= Description of the task =
Copy the records below exactly, omitting any pictures they contain.

Named object pointing entries
· · ·

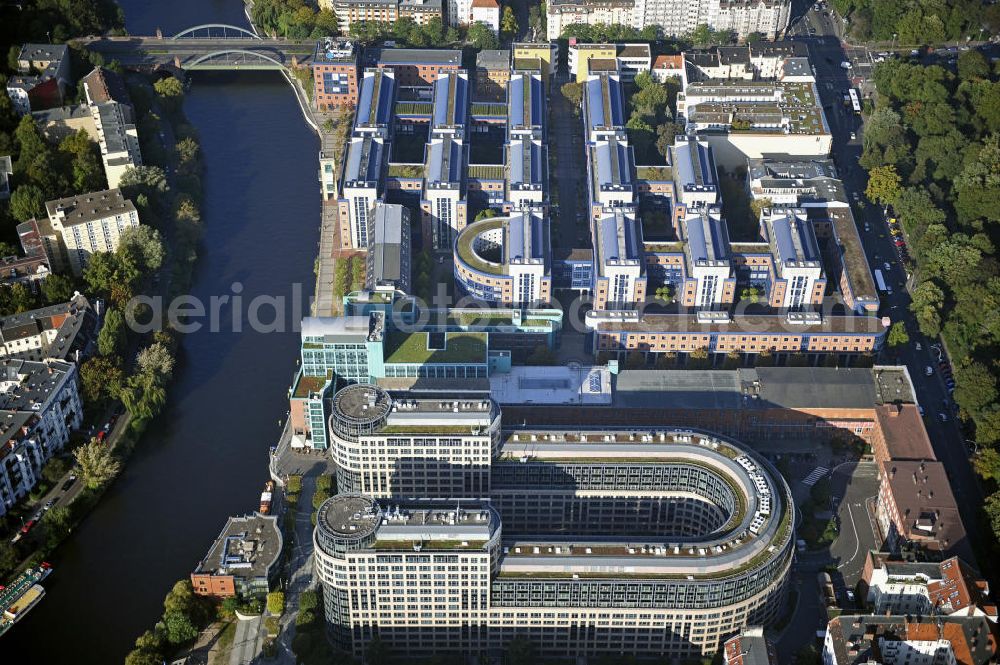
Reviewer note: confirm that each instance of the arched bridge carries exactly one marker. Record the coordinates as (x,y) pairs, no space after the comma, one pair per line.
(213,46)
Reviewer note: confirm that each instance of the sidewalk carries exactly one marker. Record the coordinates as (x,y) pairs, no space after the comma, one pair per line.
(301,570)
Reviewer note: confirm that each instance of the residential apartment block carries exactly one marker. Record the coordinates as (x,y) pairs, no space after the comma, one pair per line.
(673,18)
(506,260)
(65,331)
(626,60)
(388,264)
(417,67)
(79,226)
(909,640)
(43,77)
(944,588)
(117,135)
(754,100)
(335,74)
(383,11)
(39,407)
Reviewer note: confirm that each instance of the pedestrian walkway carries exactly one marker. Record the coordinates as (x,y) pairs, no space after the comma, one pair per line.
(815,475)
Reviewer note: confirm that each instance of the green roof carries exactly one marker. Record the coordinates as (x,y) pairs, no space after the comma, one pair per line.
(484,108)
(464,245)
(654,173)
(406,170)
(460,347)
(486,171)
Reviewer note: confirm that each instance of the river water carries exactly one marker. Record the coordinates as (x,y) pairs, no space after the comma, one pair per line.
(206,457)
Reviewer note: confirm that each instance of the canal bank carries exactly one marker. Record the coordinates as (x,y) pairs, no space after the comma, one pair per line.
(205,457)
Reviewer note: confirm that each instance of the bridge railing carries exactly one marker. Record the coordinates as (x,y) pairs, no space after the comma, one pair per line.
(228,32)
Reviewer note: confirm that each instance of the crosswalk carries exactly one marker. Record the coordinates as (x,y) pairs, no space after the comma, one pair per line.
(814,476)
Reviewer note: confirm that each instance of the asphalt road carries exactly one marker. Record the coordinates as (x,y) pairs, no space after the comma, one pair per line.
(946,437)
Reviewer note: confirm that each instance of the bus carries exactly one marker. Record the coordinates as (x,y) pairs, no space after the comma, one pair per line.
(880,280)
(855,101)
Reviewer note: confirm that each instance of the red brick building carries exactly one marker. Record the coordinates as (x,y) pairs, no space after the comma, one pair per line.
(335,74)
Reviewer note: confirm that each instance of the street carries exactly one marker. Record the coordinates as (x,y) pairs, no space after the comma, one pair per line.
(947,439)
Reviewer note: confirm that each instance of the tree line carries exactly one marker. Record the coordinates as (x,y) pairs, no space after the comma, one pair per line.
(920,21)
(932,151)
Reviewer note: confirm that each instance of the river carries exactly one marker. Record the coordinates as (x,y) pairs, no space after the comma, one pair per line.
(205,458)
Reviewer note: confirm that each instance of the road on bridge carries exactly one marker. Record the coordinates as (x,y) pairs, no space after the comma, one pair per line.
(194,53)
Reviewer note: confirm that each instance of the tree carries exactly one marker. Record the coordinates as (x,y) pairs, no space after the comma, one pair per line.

· · ·

= Task result =
Reviewer note: confirm that each instance of the arched bridge carries exactly one marker. Record the coordinates as (x,y) pairs, no space after the comma, one pair per line.
(213,46)
Reviewer note: confirm that each instance of the sidewalk carries exactly one marker. Record the coordinates as (x,y) pairs, no space after the comma, one pair per line.
(301,570)
Reviewer note: confirm that each instance of the residential apartment block carries exactly one marker. Record the coordinates as (x,y) pairs, no space after the comma, one pair per line.
(673,18)
(506,260)
(65,331)
(626,60)
(388,264)
(417,67)
(79,226)
(909,640)
(43,77)
(944,588)
(117,135)
(754,100)
(335,74)
(383,11)
(39,407)
Reviewer note: confirm that each instance of the pedestrian walkway carries exactly one marker. Record the coordinates as (x,y) pairs, no space after the comma, one pair per line.
(815,475)
Reviewer note: confirm that each instance of the green roof carries exactly one marker. Record the coordinates as (x,y) pairs, no space after the comma, one pair per line.
(484,108)
(464,245)
(654,173)
(406,170)
(460,347)
(486,171)
Reviewer note: confirm that each instance of the river water carries exactly one marker. Record the coordinates as (x,y) pairs, no space after the comma, one pair per line.
(206,457)
Reviewer note: confirm that each instance of the canal bank carries exactly one marker. Record the coordinates as (x,y) pairs, no space after the comma, one pair per line.
(205,457)
Reviewer note: confirm that each instance of the bridge railing carries exactly one marker. Record the coordinates as (x,y) pairs, no space after the comma, one pair per line.
(228,32)
Reviewer note: confirm that each instance of the crosswalk carries exactly one marker. Record the coordinates as (x,y) pairs, no space after the comma, one pair per line.
(814,476)
Reviewer note: confirm that each instance of the asphalt road carries exactly one marker. Record the coordinates as (x,y) pairs, no space after the comma, one pair per line.
(946,437)
Reviewer note: confirm that each instance of the bus carries exactly one marker. Record the coordinates as (x,y) pairs, no space after the comma, one pair per line.
(880,280)
(855,101)
Reviewer note: confirm that each instance of the red brick building carries exactly one marker. Record the coordinates as (x,y) pairs, no space after the comma, one pair per line.
(335,74)
Reviewer note: confirm that each instance of the street carries exactly one marker. Record the coordinates as (x,y) pairs, no space after the comma, one pair per line.
(947,439)
Reviewer note: confirm that each instance of the tree line carries exactly one marker. Record the coordinates as (x,y) pairs, no space after the comma, one pair per line.
(920,21)
(932,151)
Reviewer note: confirm that each instance of the river carries exactly one marker. Record the coordinates as (x,y) pairs, no space after the comma, one pair per line.
(205,458)
Reviewer note: confirm that each instance of the road on bridge carries exactly one marker. Record the coordinates as (x,y) pairs, no space after the comma, one pair per line.
(194,53)
Reviewer note: confirm that each instance of the tree carries exactly one marker. Record the coordinates as (x,y) pairs, no space after the comma, one pair per line.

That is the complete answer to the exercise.